Written request: Render the listing below as a JSON list of strings, one string per line and no blank lines, from the line containing "of the green leaf" through the last line of the listing, both included.

Supplied entries:
________________________________________
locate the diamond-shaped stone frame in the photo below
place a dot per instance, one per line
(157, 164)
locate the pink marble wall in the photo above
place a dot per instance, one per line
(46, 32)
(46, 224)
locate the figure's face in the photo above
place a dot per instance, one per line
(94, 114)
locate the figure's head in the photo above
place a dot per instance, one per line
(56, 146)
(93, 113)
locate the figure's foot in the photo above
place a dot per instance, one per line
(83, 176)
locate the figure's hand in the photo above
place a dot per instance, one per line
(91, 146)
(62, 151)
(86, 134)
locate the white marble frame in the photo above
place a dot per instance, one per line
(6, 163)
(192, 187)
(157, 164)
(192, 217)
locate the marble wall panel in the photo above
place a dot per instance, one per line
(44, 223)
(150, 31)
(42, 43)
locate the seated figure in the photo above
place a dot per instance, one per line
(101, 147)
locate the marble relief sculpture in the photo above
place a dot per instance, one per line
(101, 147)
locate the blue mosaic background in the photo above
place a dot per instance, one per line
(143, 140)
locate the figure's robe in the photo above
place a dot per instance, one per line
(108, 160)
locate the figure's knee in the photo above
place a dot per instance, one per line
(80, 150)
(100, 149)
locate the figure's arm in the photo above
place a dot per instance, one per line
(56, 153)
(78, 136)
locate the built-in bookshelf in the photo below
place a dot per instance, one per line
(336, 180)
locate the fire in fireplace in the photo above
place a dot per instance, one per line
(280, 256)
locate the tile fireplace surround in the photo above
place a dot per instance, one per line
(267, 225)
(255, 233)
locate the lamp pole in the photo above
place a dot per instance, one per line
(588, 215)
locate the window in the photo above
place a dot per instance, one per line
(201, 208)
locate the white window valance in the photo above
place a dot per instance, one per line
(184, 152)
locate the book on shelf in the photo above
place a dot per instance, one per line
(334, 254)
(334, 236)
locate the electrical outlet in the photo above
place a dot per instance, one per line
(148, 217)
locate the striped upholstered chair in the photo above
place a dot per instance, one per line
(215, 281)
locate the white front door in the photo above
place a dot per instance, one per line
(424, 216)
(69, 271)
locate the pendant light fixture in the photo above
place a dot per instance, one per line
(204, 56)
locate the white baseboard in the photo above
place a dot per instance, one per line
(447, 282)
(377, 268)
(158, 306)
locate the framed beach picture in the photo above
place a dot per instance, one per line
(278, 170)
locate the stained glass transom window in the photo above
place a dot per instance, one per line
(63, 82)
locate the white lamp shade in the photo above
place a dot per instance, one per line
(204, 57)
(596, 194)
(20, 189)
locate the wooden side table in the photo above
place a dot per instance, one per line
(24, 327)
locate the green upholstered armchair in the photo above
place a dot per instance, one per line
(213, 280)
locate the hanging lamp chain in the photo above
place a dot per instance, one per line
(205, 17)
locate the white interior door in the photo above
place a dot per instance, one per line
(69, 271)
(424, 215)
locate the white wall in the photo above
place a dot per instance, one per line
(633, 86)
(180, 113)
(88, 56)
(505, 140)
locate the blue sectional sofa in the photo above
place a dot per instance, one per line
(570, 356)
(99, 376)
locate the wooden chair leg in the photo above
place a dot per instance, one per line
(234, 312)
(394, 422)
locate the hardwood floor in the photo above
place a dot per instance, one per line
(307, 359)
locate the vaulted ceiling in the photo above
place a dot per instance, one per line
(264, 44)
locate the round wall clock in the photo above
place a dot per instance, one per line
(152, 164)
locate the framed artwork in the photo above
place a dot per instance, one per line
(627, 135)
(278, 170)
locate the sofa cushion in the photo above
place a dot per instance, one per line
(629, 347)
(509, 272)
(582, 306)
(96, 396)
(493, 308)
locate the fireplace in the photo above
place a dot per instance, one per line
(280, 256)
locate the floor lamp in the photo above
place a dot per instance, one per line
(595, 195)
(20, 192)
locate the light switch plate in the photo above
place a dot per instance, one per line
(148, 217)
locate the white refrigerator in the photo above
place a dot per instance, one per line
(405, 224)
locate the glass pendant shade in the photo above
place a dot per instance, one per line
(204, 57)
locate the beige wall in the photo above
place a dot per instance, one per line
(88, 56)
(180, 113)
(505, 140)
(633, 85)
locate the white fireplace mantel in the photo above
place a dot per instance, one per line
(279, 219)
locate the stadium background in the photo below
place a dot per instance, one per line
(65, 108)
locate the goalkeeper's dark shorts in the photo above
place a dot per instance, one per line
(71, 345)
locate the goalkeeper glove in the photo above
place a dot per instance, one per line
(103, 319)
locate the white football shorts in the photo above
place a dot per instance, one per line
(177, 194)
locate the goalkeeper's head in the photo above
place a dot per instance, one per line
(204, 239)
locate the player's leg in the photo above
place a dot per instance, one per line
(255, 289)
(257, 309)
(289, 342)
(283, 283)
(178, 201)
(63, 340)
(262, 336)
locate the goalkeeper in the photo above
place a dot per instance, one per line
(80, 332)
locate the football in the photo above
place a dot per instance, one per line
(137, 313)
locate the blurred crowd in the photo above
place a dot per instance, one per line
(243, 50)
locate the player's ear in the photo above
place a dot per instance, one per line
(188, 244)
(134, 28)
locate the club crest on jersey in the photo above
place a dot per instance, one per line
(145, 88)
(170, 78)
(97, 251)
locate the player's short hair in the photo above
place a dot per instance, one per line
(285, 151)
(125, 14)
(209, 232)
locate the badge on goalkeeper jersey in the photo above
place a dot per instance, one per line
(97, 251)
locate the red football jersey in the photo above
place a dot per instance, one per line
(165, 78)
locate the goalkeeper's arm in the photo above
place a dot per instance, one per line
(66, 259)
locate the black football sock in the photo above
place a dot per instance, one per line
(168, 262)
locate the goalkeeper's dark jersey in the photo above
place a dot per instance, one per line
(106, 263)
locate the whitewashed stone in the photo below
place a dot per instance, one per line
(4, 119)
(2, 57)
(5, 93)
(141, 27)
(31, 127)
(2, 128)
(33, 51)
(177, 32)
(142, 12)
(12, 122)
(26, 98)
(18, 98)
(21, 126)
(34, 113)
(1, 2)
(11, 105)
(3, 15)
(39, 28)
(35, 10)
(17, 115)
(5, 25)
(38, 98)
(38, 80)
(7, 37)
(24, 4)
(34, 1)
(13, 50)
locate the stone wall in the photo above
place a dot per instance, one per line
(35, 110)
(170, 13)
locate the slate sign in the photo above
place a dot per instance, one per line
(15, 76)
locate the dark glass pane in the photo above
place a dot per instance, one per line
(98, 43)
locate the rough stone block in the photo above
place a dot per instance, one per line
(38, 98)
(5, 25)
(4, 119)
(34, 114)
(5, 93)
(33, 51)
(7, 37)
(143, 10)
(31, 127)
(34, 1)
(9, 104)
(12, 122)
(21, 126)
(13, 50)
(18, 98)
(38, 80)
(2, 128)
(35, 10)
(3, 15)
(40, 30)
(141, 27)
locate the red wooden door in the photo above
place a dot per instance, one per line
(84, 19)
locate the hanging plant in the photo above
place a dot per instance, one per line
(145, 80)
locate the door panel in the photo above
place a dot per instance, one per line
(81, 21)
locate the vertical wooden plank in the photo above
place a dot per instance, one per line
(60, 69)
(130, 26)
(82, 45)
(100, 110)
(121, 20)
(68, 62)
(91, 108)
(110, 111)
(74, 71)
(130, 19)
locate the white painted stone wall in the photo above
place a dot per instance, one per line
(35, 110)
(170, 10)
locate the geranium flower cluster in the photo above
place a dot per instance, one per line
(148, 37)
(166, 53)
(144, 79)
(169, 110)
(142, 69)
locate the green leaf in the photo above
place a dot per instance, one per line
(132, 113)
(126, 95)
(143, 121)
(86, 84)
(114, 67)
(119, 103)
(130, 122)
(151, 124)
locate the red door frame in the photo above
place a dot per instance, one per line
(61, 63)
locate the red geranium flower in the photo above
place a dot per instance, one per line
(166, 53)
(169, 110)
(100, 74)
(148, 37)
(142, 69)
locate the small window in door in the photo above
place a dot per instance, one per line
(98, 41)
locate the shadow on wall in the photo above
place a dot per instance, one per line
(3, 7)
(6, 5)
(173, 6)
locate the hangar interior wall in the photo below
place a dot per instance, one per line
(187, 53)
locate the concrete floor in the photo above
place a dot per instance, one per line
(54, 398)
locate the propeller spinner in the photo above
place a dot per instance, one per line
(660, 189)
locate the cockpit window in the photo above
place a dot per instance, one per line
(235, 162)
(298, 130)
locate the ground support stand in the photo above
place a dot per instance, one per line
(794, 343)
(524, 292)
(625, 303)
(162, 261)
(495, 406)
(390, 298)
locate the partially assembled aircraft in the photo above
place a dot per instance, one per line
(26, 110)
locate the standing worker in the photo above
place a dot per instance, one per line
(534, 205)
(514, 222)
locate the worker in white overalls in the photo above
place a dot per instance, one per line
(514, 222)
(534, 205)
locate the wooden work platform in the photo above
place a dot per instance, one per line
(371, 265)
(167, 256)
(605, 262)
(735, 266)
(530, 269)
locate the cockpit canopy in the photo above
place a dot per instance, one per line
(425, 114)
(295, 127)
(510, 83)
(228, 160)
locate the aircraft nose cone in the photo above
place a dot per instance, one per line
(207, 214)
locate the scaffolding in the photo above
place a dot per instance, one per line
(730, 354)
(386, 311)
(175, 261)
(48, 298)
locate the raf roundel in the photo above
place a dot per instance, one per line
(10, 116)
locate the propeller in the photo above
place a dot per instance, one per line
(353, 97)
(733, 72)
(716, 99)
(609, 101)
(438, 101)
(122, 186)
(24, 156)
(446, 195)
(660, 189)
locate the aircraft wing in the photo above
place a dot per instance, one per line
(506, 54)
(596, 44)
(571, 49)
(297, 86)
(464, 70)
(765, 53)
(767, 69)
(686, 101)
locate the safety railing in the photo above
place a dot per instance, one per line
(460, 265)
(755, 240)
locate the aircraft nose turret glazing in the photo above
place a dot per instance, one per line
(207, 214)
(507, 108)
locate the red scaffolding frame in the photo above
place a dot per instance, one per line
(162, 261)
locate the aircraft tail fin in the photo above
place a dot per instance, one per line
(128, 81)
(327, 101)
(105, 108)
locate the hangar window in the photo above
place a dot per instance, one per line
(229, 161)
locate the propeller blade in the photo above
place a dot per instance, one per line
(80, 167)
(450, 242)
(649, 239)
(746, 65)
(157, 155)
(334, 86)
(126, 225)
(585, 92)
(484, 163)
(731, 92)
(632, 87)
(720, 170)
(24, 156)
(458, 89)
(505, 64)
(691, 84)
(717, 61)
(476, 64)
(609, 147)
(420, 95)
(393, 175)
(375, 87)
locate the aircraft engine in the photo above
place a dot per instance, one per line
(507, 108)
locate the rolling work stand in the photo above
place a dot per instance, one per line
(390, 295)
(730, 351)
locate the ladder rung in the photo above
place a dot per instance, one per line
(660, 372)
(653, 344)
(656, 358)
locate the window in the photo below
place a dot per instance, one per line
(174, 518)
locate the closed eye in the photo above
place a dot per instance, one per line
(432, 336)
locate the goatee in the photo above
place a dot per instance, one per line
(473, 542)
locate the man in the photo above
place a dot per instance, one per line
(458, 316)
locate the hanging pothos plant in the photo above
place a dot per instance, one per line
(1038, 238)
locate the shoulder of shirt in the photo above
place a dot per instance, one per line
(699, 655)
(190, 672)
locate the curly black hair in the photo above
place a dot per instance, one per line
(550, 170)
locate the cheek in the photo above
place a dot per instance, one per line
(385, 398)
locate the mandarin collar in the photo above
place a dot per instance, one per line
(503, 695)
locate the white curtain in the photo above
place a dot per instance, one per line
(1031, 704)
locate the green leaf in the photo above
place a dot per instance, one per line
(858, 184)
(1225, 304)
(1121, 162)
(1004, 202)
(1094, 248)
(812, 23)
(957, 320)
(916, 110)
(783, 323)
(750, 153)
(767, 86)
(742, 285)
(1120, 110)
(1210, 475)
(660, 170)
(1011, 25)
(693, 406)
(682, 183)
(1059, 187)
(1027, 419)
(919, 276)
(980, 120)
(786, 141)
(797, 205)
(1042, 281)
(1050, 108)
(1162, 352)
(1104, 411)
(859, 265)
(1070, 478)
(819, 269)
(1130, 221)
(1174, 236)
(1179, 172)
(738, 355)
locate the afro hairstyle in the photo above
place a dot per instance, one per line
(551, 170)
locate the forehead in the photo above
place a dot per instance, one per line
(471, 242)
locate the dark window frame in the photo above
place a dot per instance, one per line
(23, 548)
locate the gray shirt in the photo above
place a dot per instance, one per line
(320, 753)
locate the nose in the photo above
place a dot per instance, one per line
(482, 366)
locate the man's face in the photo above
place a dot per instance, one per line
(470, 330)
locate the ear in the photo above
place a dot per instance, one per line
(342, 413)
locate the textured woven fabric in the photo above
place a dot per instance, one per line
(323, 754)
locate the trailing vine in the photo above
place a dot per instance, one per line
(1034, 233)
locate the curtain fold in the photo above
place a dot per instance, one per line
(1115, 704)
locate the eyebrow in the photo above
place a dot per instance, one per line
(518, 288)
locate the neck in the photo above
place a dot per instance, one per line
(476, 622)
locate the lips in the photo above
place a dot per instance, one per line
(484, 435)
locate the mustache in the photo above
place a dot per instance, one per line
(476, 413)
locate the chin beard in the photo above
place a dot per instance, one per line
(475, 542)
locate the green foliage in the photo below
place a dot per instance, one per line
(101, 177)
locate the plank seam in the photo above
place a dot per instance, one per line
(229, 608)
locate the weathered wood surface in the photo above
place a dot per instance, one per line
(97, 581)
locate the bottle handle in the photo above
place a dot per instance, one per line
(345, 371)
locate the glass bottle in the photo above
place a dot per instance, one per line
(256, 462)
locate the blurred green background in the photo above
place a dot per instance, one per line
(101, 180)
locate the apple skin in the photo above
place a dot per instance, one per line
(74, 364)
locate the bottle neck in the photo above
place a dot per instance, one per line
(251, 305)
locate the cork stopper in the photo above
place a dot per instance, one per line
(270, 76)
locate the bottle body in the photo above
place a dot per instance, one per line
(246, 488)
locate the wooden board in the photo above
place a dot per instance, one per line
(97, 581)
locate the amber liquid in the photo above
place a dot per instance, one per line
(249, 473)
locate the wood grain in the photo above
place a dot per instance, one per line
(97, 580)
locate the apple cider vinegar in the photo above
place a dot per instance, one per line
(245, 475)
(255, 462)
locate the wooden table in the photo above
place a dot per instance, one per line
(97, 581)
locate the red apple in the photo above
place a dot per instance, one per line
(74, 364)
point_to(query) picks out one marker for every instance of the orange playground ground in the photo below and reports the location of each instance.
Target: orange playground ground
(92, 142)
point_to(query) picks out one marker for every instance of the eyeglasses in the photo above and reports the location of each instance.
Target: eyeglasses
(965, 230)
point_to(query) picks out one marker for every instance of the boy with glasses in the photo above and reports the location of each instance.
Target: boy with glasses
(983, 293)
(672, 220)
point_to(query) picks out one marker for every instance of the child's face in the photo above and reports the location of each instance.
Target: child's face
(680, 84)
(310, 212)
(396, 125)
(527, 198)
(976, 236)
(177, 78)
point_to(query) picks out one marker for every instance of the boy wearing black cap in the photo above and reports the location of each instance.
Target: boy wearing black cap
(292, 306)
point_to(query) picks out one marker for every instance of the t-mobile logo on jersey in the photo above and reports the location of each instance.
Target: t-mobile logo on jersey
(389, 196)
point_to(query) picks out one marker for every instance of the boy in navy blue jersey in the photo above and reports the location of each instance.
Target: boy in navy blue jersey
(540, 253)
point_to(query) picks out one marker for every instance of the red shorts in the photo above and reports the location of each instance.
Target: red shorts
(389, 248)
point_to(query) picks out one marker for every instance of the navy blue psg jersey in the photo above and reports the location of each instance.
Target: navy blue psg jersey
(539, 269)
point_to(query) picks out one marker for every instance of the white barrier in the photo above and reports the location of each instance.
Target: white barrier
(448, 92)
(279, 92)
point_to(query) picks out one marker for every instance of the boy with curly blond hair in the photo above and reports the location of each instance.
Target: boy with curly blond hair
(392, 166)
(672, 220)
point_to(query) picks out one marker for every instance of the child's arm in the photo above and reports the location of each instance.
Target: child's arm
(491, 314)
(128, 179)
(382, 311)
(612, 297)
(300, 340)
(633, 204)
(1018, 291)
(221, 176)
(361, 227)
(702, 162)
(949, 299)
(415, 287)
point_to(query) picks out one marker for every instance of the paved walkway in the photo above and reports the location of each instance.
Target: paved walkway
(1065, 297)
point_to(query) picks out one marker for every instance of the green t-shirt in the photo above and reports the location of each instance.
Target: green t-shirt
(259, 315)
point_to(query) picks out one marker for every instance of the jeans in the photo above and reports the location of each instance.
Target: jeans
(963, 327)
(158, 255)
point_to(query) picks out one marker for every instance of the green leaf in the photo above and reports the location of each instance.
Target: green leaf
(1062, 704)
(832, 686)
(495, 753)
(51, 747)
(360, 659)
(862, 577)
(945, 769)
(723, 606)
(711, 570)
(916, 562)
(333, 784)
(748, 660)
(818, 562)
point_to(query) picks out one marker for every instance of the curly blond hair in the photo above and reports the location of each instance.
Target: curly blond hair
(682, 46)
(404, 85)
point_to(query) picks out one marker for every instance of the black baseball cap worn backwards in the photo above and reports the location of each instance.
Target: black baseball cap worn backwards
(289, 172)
________________________________________
Finished answer:
[
  "point_to(query) picks out one marker for every instance of the green leaf in the photo above and reports the location of each instance.",
  "Target: green leaf",
  "(1062, 704)",
  "(832, 686)",
  "(495, 753)",
  "(51, 747)",
  "(360, 659)",
  "(862, 577)",
  "(945, 769)",
  "(723, 606)",
  "(711, 570)",
  "(916, 562)",
  "(333, 784)",
  "(748, 660)",
  "(818, 562)",
  "point_to(query) picks out one marker for every instance of the curly blond hair in the photo above and reports the location of each instance.",
  "Target: curly blond hair",
  "(682, 46)",
  "(404, 85)",
  "point_to(query) picks out one marker for every instance of the black baseball cap worn backwards in the photo above and reports the location of each instance.",
  "Target: black baseball cap worn backwards",
  "(289, 172)"
]